Texto fornecido:

>>>

Lorenço teme por sua família. Recentemente, um sobrinho ficou 15 dias no hospital com dengue, sua mãe também. E ela tem um bebê de nove meses e uma filha de seis anos, que poderiam ficar doentes; assim como Antony, de quatro anos, que também ajuda na arrumação, concentrado.
Duas ruas à frente, Ronisy Santos examina um quintal. Os cães da moradora idosa sequer queriam deixá-la passar pelo lavatório. O que ela procura primeiro? "Reservatório com água, a lavanderia, para ver se tem algum foco", frisa Santos. E as grandes caixas d'água azuis que a maioria das casas tem no telhado. "E, geralmente, eles os deixam abertos, aí tem focos. Sempre estamos nas casas das pessoas educando, mas, infelizmente, elas não compreendem."
Os funcionários da Secretaria Municipal de Saúde já sabem onde estão as maiores dificuldades. "São as pessoas mais velhas, que não acreditam que a dengue realmente exista. Elas não têm essa aceitação, por mais que a gente converse", explica a agente comunitária de saúde Edina Andrade Pereira. "É a mesma coisa da vacina: são eles que não querem tomar a vacina, porque acham que vai fazer mal para eles", acrescenta a secretária Waneska Barboza.
Em 2019, a dengue se alastrou em Sergipe do interior seco para a costa chuvosa, explica Sidney Sá, gerente do núcleo de epidemias da Secretaria de Saúde do estado. Por que nas regiões secas? "É a falta d'água que muitos municípios enfrentam, o que obriga as pessoas a armazenarem água, e elas armazenam de forma errada", frisa Sá. Várias caixas d'água não têm tampa. Em seguida, os funcionários da equipe de Sá aplicam inseticidas nos recipientes de água.
Alguns habitantes filtram ou fervem a água antes de beber, para matar as larvas, pois não entendem que a dengue é transmitida pela picada do mosquito e não pela ingestão de água contaminada. "A compreensão da população é um fator primordial para nós. Nós estamos pedindo a cooperação da população", informa Sá.
Mas muitas vezes a cooperação não existe. Há anos a equipe de Sidney Sá atravessa o estado, realizando um trabalho de conscientização da população. Mas a dengue persiste: a expansão não planejada das cidades, a destruição da natureza e o clima descontrolado, com suas estações chuvosas atípicas, são fatores de que os mosquitos se aproveitam.

<<<

Exercícios:
A – Diga se cada afirmação abaixo está de acordo com o texto sobre a dengue em Sergipe, respondendo sim ou não e citando entre aspas as palavras do texto que decidem. (i) Em 2019, a dengue se espalhou da costa chuvosa para o interior seco de Sergipe. (ii) Um sobrinho de Lorenço passou 15 dias no hospital com dengue. (iii) Antony tem seis anos.
B – Retome o texto sobre a dengue em Sergipe e dê continuidade a ele a partir do ponto em que termina.

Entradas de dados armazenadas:
>>>

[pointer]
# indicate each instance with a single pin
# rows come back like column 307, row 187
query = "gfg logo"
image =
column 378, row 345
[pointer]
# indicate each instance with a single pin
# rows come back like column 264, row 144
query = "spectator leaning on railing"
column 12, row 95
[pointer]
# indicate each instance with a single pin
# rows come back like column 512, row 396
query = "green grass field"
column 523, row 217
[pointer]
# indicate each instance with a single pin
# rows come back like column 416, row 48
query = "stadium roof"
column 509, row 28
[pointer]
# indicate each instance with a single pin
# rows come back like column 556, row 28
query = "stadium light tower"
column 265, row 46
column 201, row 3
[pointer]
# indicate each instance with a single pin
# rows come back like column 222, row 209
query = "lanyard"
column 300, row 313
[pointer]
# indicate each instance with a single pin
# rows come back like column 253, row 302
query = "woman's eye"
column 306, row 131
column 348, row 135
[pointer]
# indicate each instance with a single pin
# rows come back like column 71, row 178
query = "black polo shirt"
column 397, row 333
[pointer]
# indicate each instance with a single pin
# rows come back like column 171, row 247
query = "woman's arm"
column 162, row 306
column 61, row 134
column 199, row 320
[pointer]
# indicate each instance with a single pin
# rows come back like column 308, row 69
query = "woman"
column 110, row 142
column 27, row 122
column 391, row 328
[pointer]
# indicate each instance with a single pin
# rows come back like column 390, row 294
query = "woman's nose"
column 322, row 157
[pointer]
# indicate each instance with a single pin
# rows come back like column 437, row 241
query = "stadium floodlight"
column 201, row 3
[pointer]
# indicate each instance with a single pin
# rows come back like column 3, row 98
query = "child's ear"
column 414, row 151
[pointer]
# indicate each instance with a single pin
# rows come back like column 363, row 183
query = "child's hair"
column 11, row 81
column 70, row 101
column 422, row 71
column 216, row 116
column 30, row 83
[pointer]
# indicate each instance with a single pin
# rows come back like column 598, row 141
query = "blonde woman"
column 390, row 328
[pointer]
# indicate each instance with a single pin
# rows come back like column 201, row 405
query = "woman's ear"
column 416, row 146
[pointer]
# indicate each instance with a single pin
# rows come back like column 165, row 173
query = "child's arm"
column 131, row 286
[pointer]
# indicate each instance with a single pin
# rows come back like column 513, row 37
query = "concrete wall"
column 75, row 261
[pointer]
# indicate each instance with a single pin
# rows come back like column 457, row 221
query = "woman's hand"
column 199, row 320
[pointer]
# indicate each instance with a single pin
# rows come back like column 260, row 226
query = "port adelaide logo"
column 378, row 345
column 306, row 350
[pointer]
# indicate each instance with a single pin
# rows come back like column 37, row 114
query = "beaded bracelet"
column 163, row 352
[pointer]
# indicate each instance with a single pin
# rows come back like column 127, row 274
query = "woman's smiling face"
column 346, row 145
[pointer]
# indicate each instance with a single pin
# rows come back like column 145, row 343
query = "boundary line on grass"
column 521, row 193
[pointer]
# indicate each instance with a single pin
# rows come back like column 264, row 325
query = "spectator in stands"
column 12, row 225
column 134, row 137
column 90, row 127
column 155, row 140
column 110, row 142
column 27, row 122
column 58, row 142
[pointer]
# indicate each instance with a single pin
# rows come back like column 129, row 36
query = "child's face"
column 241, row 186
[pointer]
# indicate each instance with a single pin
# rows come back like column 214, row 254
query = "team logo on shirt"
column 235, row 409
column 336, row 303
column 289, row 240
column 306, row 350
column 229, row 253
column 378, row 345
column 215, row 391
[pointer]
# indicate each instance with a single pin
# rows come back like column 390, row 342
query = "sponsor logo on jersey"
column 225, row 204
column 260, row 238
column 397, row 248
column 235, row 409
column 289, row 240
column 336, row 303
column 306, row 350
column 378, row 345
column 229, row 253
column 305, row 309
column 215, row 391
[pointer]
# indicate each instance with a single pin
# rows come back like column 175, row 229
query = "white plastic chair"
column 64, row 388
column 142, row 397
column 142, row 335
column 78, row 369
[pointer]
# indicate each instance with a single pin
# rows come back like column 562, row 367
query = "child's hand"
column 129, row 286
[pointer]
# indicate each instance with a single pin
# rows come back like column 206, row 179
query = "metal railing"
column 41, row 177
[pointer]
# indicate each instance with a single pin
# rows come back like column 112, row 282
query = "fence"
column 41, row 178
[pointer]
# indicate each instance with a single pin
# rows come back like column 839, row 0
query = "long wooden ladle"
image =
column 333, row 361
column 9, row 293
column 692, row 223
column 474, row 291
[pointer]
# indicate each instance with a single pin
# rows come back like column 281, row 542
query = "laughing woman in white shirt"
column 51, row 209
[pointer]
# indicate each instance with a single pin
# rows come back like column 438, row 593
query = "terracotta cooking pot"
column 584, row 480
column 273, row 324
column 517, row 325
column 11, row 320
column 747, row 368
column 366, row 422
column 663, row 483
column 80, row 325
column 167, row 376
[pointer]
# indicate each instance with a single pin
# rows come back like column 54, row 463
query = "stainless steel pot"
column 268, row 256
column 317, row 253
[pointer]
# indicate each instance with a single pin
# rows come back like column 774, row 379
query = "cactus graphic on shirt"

<<<

Gabarito:
A –
(i) Não: "a dengue se alastrou em Sergipe do interior seco para a costa chuvosa".
(ii) Sim: "um sobrinho ficou 15 dias no hospital com dengue".
(iii) Não: "Antony, de quatro anos".

B –
Além disso, de vez em quando falta pessoal adequado, bem como dinheiro para as campanhas. E às vezes até mesmo inseticida para o controle dos mosquitos. Ao lado dessas dificuldades, há os hábitos dos cidadãos. Pneus velhos de carros, copos de iogurte descartados, máquinas de lavar quebradas: o lixo se acumula em todos os lugares nos quintais e jardins das casas, e, nos entulhos, a água. Assim, o atraso e a falta de conhecimento se tornam fatídicos para a população, resume Sá.
"É uma questão cultural", diagnostica Waneska Barboza. Em algumas casas encontram-se montanhas inteiras de entulho. "Na consciência deles, isso não está errado. É um risco para toda a comunidade", analisa. Agora, os piores acumuladores de entulho passarão a receber tratamento psicológico, a fim de mudar seu comportamento, acrescenta a secretária de Saúde de Aracaju.
Atualmente Sergipe conta cerca de 4 mil casos de dengue. Embora outras regiões apresentem números muito mais altos, Sidney Sá está preocupado: "O risco é grande, pois estamos com um comportamento diferenciado da última epidemia de 2008, quando tivemos mais de 70 mil casos e 56 óbitos. Neste ano, temos um número reduzido de casos, nem 4 mil ainda, mas já estamos com 12 óbitos confirmados."
A maioria dos casos é de dengue tipo 2, extremamente agressiva, explica Sá: "A dengue está se apresentando com muito mais agressividade e levando as pessoas a óbito em pouco tempo, a partir do início dos sintomas." Para as equipes nas cidades e regiões rurais, o controle dos mosquitos se torna, assim, uma corrida contra o tempo.